What you have to do: Write out the data exactly, please, and omit the pictures.
::::
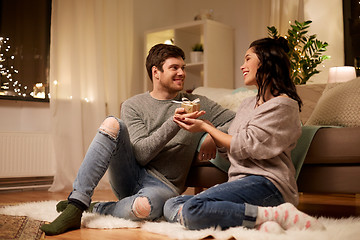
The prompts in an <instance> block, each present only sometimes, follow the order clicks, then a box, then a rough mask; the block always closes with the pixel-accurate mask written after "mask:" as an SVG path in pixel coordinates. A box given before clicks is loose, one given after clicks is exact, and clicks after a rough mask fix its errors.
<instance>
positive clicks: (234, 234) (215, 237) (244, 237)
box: [0, 201, 360, 240]
mask: <svg viewBox="0 0 360 240" xmlns="http://www.w3.org/2000/svg"><path fill="white" fill-rule="evenodd" d="M56 203H57V201H44V202H30V203H24V204H19V205H14V206H6V207H3V208H0V214H6V215H16V216H29V217H31V218H33V219H36V220H43V221H49V222H51V221H53V220H54V219H55V218H56V217H57V216H58V215H59V213H57V212H56V210H55V206H56ZM319 221H321V222H322V223H323V224H324V225H325V227H326V231H305V230H303V231H297V230H289V231H286V232H285V233H282V234H272V233H265V232H260V231H257V230H250V229H245V228H242V227H237V228H231V229H228V230H226V231H220V230H216V229H205V230H201V231H190V230H186V229H184V228H183V227H182V226H181V225H179V224H174V223H167V222H163V221H162V222H133V221H129V220H124V219H120V218H115V217H112V216H101V215H98V214H90V213H84V215H83V218H82V225H83V227H85V228H99V229H110V228H141V229H143V230H144V231H148V232H152V233H158V234H162V235H166V236H168V237H170V238H172V239H203V238H206V237H208V236H212V237H214V238H215V239H239V240H240V239H244V240H245V239H259V240H260V239H261V240H275V239H276V240H282V239H291V240H304V239H306V240H308V239H314V240H315V239H316V240H318V239H320V240H322V239H326V240H335V239H336V240H338V239H340V240H355V239H360V218H346V219H332V218H319Z"/></svg>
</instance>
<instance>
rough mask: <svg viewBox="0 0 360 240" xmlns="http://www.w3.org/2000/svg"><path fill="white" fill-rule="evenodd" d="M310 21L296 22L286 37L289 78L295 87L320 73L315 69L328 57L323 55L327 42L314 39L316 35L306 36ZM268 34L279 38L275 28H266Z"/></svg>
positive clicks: (270, 36) (309, 25)
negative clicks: (290, 73) (286, 42)
mask: <svg viewBox="0 0 360 240" xmlns="http://www.w3.org/2000/svg"><path fill="white" fill-rule="evenodd" d="M311 23H312V21H305V22H302V23H301V22H298V21H295V24H294V25H290V28H289V30H288V32H287V35H285V36H284V38H286V39H287V40H288V43H289V48H290V51H289V52H288V55H289V58H290V63H291V70H292V71H291V78H292V80H293V82H294V83H295V84H297V85H300V84H306V82H307V81H308V80H309V79H310V77H312V76H313V75H315V74H318V73H319V72H320V71H319V70H317V69H316V67H317V66H318V65H319V64H320V63H322V62H323V61H324V60H326V59H329V58H330V56H327V55H323V53H324V52H325V51H326V47H327V46H328V43H327V42H322V41H320V40H318V39H317V38H316V34H314V35H310V36H309V35H307V33H308V31H307V29H308V28H309V27H310V24H311ZM267 28H268V34H269V36H270V37H272V38H276V37H280V35H279V33H278V30H277V29H276V27H274V26H272V27H267Z"/></svg>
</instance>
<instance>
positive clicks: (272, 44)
mask: <svg viewBox="0 0 360 240" xmlns="http://www.w3.org/2000/svg"><path fill="white" fill-rule="evenodd" d="M249 48H253V51H254V53H255V54H256V55H257V57H258V58H259V60H260V63H259V68H258V70H257V73H256V82H257V84H258V88H259V91H258V94H257V100H259V99H260V98H262V99H263V100H264V101H265V92H266V89H267V88H270V92H271V94H272V95H273V96H279V95H280V94H286V95H288V96H289V97H290V98H292V99H294V100H295V101H297V102H298V104H299V111H301V105H302V101H301V99H300V97H299V95H298V94H297V92H296V88H295V85H294V83H293V81H292V80H291V77H290V71H291V70H290V60H289V57H288V55H287V52H289V46H288V42H287V40H286V39H285V38H283V37H280V38H275V39H273V38H262V39H259V40H256V41H254V42H252V43H251V44H250V47H249Z"/></svg>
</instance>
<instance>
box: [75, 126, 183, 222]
mask: <svg viewBox="0 0 360 240" xmlns="http://www.w3.org/2000/svg"><path fill="white" fill-rule="evenodd" d="M117 121H118V122H119V125H120V128H119V131H118V134H117V136H115V135H113V134H109V133H106V131H103V130H99V131H98V133H97V134H96V136H95V138H94V139H93V141H92V143H91V144H90V146H89V149H88V151H87V153H86V155H85V158H84V160H83V162H82V164H81V166H80V169H79V171H78V174H77V177H76V179H75V181H74V183H73V191H72V192H71V193H70V195H69V199H76V200H79V201H81V202H82V203H84V204H85V205H86V206H87V207H89V206H90V203H91V197H92V195H93V192H94V189H95V187H96V186H97V184H98V183H99V181H100V179H101V178H102V177H103V176H104V174H105V172H106V171H107V170H108V169H109V181H110V184H111V187H112V189H113V192H114V193H115V195H116V197H117V198H118V199H119V201H117V202H102V203H97V204H96V205H95V206H94V209H93V212H97V213H99V214H104V215H112V216H115V217H120V218H125V219H129V220H144V219H146V220H154V219H157V218H159V217H161V216H162V215H163V206H164V203H165V201H166V200H167V199H169V198H171V197H174V196H177V195H178V194H177V193H176V192H174V191H173V190H172V189H171V188H170V187H168V186H167V185H166V184H164V183H163V182H162V181H160V180H159V179H157V178H155V177H154V176H152V175H150V174H149V173H148V172H147V171H146V169H145V168H144V167H141V166H140V165H139V164H138V163H137V161H136V159H135V156H134V153H133V150H132V146H131V142H130V138H129V133H128V130H127V127H126V125H125V124H124V122H123V121H122V120H120V119H117ZM138 197H146V198H147V200H148V202H149V204H150V207H151V210H150V214H149V215H148V216H146V217H142V218H139V217H137V215H135V214H134V212H133V204H134V201H135V199H136V198H138Z"/></svg>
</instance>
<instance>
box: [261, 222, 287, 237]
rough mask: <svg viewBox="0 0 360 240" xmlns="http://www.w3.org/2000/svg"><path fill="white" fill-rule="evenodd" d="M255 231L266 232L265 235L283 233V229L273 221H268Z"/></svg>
mask: <svg viewBox="0 0 360 240" xmlns="http://www.w3.org/2000/svg"><path fill="white" fill-rule="evenodd" d="M257 229H258V230H259V231H261V232H267V233H277V234H279V233H284V232H285V231H284V229H283V228H282V227H281V226H280V225H279V224H278V223H277V222H274V221H268V222H264V223H262V224H260V225H259V226H258V227H257Z"/></svg>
::::
Answer:
The prompts in an <instance> block, each present only sometimes, follow the order clicks, then a box, then a rough mask; the block always closes with the pixel-accurate mask written after "mask:" as an SVG path in pixel coordinates. A box given before clicks is loose, one given after clicks is exact, and clicks after a rough mask fix its errors.
<instance>
positive clicks: (234, 234) (215, 237) (244, 237)
box: [0, 201, 360, 240]
mask: <svg viewBox="0 0 360 240" xmlns="http://www.w3.org/2000/svg"><path fill="white" fill-rule="evenodd" d="M56 203H57V201H44V202H30V203H24V204H19V205H14V206H6V207H3V208H0V214H6V215H16V216H29V217H31V218H33V219H36V220H43V221H49V222H51V221H53V220H54V219H55V218H56V217H57V216H58V215H59V213H57V212H56V210H55V206H56ZM319 221H321V222H322V223H323V224H324V225H325V227H326V231H305V230H303V231H297V230H289V231H286V232H285V233H282V234H272V233H265V232H260V231H257V230H250V229H245V228H242V227H237V228H231V229H228V230H226V231H220V230H216V229H205V230H201V231H190V230H186V229H184V228H183V227H182V226H181V225H179V224H174V223H167V222H163V221H162V222H133V221H129V220H124V219H120V218H115V217H112V216H101V215H98V214H90V213H84V215H83V218H82V225H83V227H85V228H99V229H110V228H141V229H143V230H144V231H148V232H152V233H158V234H162V235H166V236H168V237H170V238H172V239H203V238H206V237H208V236H212V237H214V238H215V239H239V240H240V239H244V240H245V239H259V240H260V239H261V240H275V239H276V240H282V239H291V240H304V239H306V240H308V239H314V240H315V239H316V240H318V239H320V240H322V239H326V240H335V239H336V240H338V239H340V240H355V239H360V218H346V219H332V218H319Z"/></svg>
</instance>
<instance>
rough mask: <svg viewBox="0 0 360 240" xmlns="http://www.w3.org/2000/svg"><path fill="white" fill-rule="evenodd" d="M310 21L296 22L286 37L289 78L295 87L320 73L315 69L328 57L323 55L327 42L314 39L316 35L306 36ZM268 34L279 38L275 28H266Z"/></svg>
positive clicks: (270, 36) (309, 25)
negative clicks: (290, 73) (286, 42)
mask: <svg viewBox="0 0 360 240" xmlns="http://www.w3.org/2000/svg"><path fill="white" fill-rule="evenodd" d="M311 23H312V21H305V22H302V23H301V22H298V21H295V24H294V25H290V28H289V30H288V32H287V35H285V36H284V38H286V39H287V40H288V43H289V48H290V51H289V52H288V55H289V58H290V63H291V70H292V71H291V78H292V80H293V82H294V83H295V84H297V85H300V84H306V82H307V81H308V80H309V79H310V77H312V76H313V75H315V74H318V73H319V72H320V71H319V70H317V69H316V67H317V66H318V65H319V64H320V63H322V62H323V61H324V60H326V59H329V58H330V56H327V55H323V53H324V52H325V51H326V47H327V46H328V43H327V42H322V41H320V40H318V39H317V38H316V34H314V35H310V36H309V35H307V33H308V31H307V29H308V28H309V27H310V24H311ZM267 28H268V34H269V36H270V37H272V38H276V37H280V35H279V33H278V30H277V29H276V27H274V26H272V27H267Z"/></svg>
</instance>
<instance>
positive clicks: (272, 44)
mask: <svg viewBox="0 0 360 240" xmlns="http://www.w3.org/2000/svg"><path fill="white" fill-rule="evenodd" d="M249 48H253V51H254V53H255V54H256V55H257V57H258V58H259V60H260V63H259V68H258V70H257V73H256V82H257V84H258V88H259V91H258V94H257V100H259V99H260V98H262V99H263V100H264V101H265V92H266V89H267V88H270V92H271V94H272V95H273V96H279V95H280V94H286V95H288V96H289V97H290V98H292V99H294V100H295V101H297V102H298V104H299V111H301V105H302V101H301V99H300V97H299V95H298V94H297V92H296V88H295V85H294V83H293V81H292V80H291V77H290V71H291V70H290V60H289V57H288V55H287V52H289V46H288V42H287V40H286V39H285V38H283V37H280V38H275V39H273V38H262V39H259V40H256V41H254V42H252V43H251V44H250V47H249Z"/></svg>
</instance>
<instance>
box: [75, 126, 183, 222]
mask: <svg viewBox="0 0 360 240" xmlns="http://www.w3.org/2000/svg"><path fill="white" fill-rule="evenodd" d="M117 121H118V122H119V125H120V128H119V131H118V134H117V136H115V135H113V134H109V133H106V131H103V130H99V131H98V133H97V134H96V136H95V138H94V139H93V141H92V143H91V144H90V146H89V149H88V151H87V153H86V155H85V158H84V160H83V162H82V164H81V166H80V169H79V171H78V174H77V177H76V179H75V181H74V183H73V191H72V192H71V193H70V195H69V199H76V200H79V201H81V202H82V203H84V204H85V205H86V206H87V207H89V206H90V203H91V197H92V195H93V192H94V189H95V187H96V186H97V184H98V183H99V181H100V179H101V178H102V177H103V176H104V174H105V172H106V171H107V170H108V169H109V181H110V184H111V187H112V189H113V192H114V193H115V195H116V197H117V198H118V199H119V201H117V202H102V203H97V204H96V205H95V206H94V209H93V212H97V213H99V214H104V215H112V216H115V217H120V218H125V219H129V220H144V219H146V220H154V219H157V218H159V217H161V216H162V215H163V206H164V203H165V201H166V200H167V199H169V198H171V197H174V196H177V195H178V194H177V193H176V192H174V191H173V190H172V189H171V188H170V187H168V186H167V185H166V184H164V183H163V182H162V181H160V180H159V179H157V178H155V177H154V176H152V175H150V174H149V173H148V172H147V171H146V169H145V168H144V167H141V166H140V165H139V164H138V163H137V161H136V159H135V156H134V153H133V150H132V146H131V142H130V138H129V133H128V130H127V127H126V125H125V124H124V122H123V121H122V120H120V119H117ZM138 197H146V198H147V200H148V202H149V204H150V207H151V210H150V214H149V215H148V216H146V217H142V218H139V217H137V215H135V214H134V212H133V204H134V201H135V199H136V198H138Z"/></svg>
</instance>
<instance>
box: [261, 222, 287, 237]
rough mask: <svg viewBox="0 0 360 240" xmlns="http://www.w3.org/2000/svg"><path fill="white" fill-rule="evenodd" d="M255 231L266 232L265 235L283 233V229L273 221H268Z"/></svg>
mask: <svg viewBox="0 0 360 240" xmlns="http://www.w3.org/2000/svg"><path fill="white" fill-rule="evenodd" d="M257 229H258V230H259V231H261V232H267V233H277V234H279V233H284V232H285V231H284V229H283V228H282V227H281V226H280V225H279V224H278V223H277V222H274V221H268V222H264V223H262V224H260V225H259V226H258V227H257Z"/></svg>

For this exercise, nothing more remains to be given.